DATASET CONTENT |
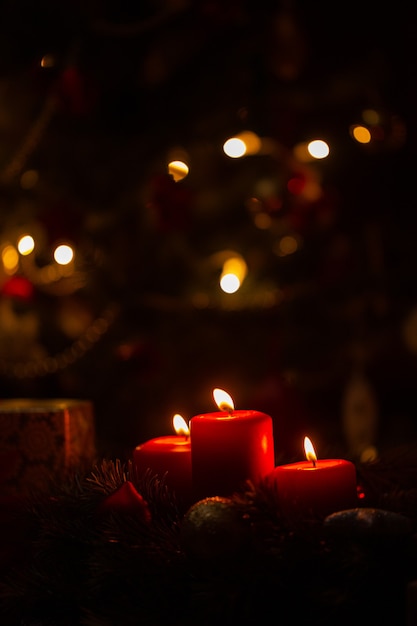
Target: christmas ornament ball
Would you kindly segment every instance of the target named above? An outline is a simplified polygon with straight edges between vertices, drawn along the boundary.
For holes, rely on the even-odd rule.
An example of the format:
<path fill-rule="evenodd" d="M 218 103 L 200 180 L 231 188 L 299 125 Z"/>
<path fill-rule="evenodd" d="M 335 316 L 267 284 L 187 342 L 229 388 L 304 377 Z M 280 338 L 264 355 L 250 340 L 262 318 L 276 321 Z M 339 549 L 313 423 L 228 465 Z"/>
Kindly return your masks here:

WORK TO COMPLETE |
Every line above should be transcribed word for word; leave the pictures out.

EXERCISE RESULT |
Target: christmas ornament ball
Would you kindly segment every instance of the target named above? An outline is a simplified polygon with straight edges between vertices, drawn along the boundary.
For holes, rely on the even-odd rule.
An example of the format:
<path fill-rule="evenodd" d="M 218 103 L 200 180 L 231 188 L 299 125 Z"/>
<path fill-rule="evenodd" d="M 335 316 L 267 284 L 187 342 L 229 388 L 304 377 Z M 280 338 L 264 355 L 250 340 L 262 318 L 276 321 Z M 339 549 L 313 423 L 228 465 Z"/>
Kindly return your masks here:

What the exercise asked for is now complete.